The data ->
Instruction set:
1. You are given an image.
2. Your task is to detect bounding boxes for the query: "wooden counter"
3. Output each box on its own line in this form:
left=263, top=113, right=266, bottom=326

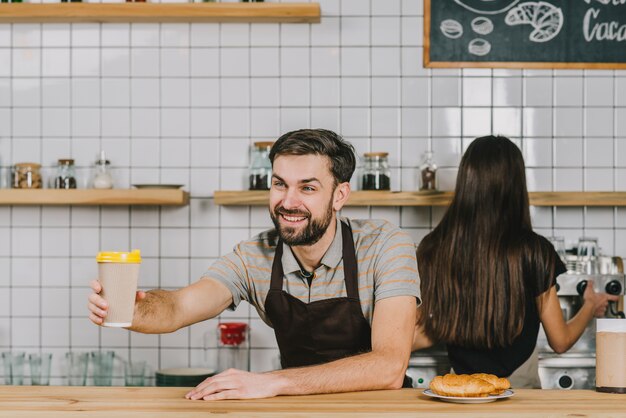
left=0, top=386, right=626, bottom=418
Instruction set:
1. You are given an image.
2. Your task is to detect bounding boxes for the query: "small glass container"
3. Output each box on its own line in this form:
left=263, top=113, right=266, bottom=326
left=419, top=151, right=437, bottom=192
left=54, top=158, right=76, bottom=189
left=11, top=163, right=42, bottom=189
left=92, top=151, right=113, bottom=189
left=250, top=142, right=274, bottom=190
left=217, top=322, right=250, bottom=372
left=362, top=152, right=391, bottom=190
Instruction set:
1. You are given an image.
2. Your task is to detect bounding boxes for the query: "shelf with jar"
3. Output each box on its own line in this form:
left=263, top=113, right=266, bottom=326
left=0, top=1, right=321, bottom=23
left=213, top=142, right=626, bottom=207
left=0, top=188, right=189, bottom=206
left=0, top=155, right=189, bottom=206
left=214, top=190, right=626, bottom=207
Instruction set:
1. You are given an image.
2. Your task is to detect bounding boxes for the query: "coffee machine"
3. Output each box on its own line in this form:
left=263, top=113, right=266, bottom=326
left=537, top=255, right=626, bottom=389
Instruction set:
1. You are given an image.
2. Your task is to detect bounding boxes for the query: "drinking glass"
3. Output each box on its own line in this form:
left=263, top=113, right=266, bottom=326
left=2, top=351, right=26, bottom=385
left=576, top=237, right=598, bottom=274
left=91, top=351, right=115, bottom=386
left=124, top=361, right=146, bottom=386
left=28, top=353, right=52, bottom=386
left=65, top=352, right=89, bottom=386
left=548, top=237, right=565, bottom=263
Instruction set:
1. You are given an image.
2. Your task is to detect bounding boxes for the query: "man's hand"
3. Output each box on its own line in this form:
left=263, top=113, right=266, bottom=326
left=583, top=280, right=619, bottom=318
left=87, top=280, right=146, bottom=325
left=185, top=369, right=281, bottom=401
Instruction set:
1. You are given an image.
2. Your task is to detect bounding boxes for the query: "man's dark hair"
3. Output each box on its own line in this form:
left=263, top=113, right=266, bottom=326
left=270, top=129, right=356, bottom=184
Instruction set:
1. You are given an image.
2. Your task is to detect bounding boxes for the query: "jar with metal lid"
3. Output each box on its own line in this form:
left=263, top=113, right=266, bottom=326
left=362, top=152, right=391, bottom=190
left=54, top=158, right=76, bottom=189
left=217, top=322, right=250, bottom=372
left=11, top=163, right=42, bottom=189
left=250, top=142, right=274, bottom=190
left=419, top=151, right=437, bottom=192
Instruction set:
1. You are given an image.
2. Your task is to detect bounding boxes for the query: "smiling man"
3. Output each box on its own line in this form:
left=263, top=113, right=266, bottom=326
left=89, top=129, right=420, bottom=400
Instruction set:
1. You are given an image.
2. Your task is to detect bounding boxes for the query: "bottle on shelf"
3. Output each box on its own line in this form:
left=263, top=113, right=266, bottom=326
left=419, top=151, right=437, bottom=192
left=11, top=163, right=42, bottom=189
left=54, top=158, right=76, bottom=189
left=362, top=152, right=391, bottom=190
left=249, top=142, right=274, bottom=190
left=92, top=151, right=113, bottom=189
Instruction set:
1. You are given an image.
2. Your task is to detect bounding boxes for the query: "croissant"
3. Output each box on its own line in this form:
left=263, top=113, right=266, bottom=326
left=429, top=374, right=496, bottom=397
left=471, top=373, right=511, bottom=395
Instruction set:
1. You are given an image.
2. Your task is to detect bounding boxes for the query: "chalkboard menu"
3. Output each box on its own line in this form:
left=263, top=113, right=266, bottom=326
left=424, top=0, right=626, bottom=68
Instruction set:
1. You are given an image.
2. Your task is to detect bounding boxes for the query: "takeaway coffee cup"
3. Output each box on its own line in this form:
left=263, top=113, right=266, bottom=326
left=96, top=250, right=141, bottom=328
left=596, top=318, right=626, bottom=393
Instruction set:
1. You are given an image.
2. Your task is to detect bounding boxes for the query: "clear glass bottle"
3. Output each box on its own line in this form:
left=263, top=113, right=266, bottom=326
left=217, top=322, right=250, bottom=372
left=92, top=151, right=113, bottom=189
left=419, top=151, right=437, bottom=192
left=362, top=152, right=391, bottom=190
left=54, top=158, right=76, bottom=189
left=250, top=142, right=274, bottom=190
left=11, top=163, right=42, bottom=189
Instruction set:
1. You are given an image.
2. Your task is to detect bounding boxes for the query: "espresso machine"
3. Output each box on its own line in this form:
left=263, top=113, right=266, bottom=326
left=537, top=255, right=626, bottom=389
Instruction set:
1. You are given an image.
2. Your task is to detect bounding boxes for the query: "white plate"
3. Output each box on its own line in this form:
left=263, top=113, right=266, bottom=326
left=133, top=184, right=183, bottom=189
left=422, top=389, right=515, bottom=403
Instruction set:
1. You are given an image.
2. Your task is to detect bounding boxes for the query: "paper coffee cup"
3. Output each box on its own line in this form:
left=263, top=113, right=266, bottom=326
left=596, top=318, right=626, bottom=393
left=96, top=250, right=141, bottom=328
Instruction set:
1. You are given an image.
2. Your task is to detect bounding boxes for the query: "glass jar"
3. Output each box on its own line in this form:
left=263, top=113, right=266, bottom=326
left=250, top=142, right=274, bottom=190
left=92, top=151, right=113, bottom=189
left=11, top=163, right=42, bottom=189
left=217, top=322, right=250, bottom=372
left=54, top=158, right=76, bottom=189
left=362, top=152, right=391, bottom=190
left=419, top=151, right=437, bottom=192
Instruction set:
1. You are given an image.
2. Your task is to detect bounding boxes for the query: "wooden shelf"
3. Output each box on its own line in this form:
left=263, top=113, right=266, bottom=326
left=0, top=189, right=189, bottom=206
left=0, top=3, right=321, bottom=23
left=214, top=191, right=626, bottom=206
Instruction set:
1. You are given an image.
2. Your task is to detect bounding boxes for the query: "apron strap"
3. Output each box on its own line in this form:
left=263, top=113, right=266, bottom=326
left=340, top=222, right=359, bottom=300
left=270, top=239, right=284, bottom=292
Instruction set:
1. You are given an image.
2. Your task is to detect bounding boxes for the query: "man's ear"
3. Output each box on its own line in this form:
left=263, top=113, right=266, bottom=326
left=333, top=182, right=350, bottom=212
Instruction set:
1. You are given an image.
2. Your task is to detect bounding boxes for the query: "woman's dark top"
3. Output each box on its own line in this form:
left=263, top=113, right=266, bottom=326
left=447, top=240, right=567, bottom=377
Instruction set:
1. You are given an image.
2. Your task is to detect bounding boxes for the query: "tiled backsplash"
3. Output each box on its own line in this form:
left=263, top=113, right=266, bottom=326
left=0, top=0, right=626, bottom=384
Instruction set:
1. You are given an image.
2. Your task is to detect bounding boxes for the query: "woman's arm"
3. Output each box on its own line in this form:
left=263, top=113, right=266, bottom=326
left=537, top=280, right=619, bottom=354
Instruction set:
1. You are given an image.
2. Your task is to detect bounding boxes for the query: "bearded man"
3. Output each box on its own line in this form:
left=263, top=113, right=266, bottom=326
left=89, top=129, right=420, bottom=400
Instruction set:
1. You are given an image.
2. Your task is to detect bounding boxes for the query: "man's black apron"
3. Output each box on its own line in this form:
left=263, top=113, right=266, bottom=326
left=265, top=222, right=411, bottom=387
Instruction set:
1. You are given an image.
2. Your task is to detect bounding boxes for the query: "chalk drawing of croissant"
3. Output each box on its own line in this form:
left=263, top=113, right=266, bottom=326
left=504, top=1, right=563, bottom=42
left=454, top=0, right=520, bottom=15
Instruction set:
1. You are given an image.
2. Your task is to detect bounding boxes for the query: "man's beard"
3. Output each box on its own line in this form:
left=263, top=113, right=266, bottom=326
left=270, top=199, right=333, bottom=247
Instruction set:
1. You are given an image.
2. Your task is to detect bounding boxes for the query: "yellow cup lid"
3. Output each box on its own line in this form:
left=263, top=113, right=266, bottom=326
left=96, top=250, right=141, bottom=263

What to produce ->
Give the part of the records that opens at their start and closes with the line containing "left=214, top=190, right=626, bottom=207" as a numbered list, one line per item and both ends included. Skip blank lines and leave out the pictures.

The reply ->
1. Instruction set:
2. 1. You are given an image.
3. 2. Your task is to detect bounding boxes for the query: "wooden counter"
4. 3. Output each box on its own line in this form:
5. left=263, top=113, right=266, bottom=326
6. left=0, top=386, right=626, bottom=418
7. Instruction set:
8. 1. You are given an image.
9. 2. Your task is to detect bounding boxes for the query: "small glass container"
10. 3. Output each box on its own line in this form:
11. left=263, top=113, right=266, bottom=326
12. left=419, top=151, right=437, bottom=192
13. left=54, top=158, right=76, bottom=189
14. left=11, top=163, right=42, bottom=189
15. left=92, top=151, right=113, bottom=189
16. left=250, top=142, right=274, bottom=190
17. left=217, top=322, right=250, bottom=372
18. left=362, top=152, right=391, bottom=190
19. Instruction set:
20. 1. You are given an image.
21. 2. Your task is to detect bounding boxes for the query: "shelf with jar"
22. 3. Output each box on its own line in this form:
23. left=263, top=113, right=266, bottom=326
24. left=0, top=1, right=321, bottom=23
25. left=213, top=142, right=626, bottom=207
26. left=0, top=188, right=189, bottom=206
27. left=0, top=155, right=189, bottom=206
28. left=214, top=190, right=626, bottom=207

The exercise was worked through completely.